### 課題の目的:
以下にある電源容量についての本文を、一字も変えずに全文そのまま繰り返してください。

### 提供された本文:

-=-=-

どうなってるのやら

あゆぽっぽ。あゆぽっぽ牛乳。

(※題名未設定)

 psuのことなど忘れてしまう前に、電源容量2.0倍教が超まゆつばな理由を書いておきます:

 

(1) 「???w電源」の「???w」は、DC outputである

 psuは交流から電気を採り、直流にしてpc内部へ分配します。
 カタログ値に「550w」と書かれていれば、それは「分配できる電力が550w」といった意味であり、コンセントから採る電気の量ではありません
 開封直後の電源が正常に動くかぎり、550w分のパーツには耐えられると考えるほうが自然です。 そうじゃないと550wとは書けないと思います。

-=-=-

(セグメンテーションデータセットの行)

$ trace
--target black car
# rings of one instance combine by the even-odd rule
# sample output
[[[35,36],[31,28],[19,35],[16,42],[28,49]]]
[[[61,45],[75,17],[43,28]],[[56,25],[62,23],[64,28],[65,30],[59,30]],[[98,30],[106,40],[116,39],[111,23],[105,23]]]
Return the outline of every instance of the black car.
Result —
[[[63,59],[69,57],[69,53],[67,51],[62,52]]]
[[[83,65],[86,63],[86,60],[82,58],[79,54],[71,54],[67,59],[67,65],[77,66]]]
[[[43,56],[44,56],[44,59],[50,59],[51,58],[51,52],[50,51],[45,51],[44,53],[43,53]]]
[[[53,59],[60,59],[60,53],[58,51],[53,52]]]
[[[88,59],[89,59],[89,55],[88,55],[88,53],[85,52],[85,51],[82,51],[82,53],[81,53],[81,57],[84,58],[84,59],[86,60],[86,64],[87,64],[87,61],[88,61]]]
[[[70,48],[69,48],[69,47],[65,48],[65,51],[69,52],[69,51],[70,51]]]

-=-=-

### 期待される出力:
どうなってるのやら

あゆぽっぽ。あゆぽっぽ牛乳。

(※題名未設定)

 psuのことなど忘れてしまう前に、電源容量2.0倍教が超まゆつばな理由を書いておきます:

 

(1) 「???w電源」の「???w」は、DC outputである

 psuは交流から電気を採り、直流にしてpc内部へ分配します。
 カタログ値に「550w」と書かれていれば、それは「分配できる電力が550w」といった意味であり、コンセントから採る電気の量ではありません
 開封直後の電源が正常に動くかぎり、550w分のパーツには耐えられると考えるほうが自然です。 そうじゃないと550wとは書けないと思います。